* Page extract:
━━━━━━━━━━━━━━━━

Speaking in an interview Wednesday, incoming Merck CEO Kenneth Frazier stressed the importance of technology and innovation in moving the pharmaceutical industry ahead.
"In the long run, innovation is what matters … turning science into medically important products," said Frazier, who will take the reigns from current chief executive Richard Clark on January 1.
However, Frazier, a lawyer by trade, does not have a background in science and technology - an attribute shared by other pharmaceutical industry CEOs at Pfizer and Sanofi-Aventis.
Nonetheless, the company has recently been focusing on costly research that many are hoping will lead to breakthroughs in cancer and heart disease research.
"They are making it known that the core of their business model is to continue to be the high-risk, high-reward science,’" said Christopher Bowe, an Informa PLC analyst. "That's clearly not the case with other companies."
Last year, the pharmaceutical giant acquired Schering-Plough for $49 billion - a move that has forced the New Jersey-based company to lay off some 15,000 employees. Meanwhile, rival Pfizer has also been busy buying up smaller competitors, such as last year's $68 billion acquisition of Wyeth and its current plans to acquire King Pharmaceuticals.
As market share in the pharmaceutical industry tightens, smaller firms are being advised to adopt comprehensive intellectual property management systems to protect their innovations and IP.

━━━━━━━━━━━━━━━━

* The data:
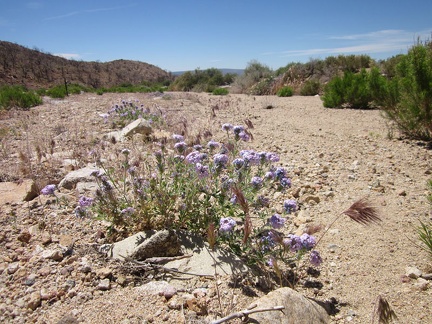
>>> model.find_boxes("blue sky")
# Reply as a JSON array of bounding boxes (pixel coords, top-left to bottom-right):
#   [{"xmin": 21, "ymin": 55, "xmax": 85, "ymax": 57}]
[{"xmin": 0, "ymin": 0, "xmax": 432, "ymax": 72}]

━━━━━━━━━━━━━━━━

* What is required:
Answer these from the article on Merck's incoming CEO:
(a) What is Kenneth Frazier's trade?
(b) On what date will Frazier take over from Richard Clark?
(c) How much did Pfizer pay for Wyeth?
For what comes next, rely only on the text and ignore the data.

* Task response:
(a) He is a lawyer.
(b) January 1.
(c) $68 billion.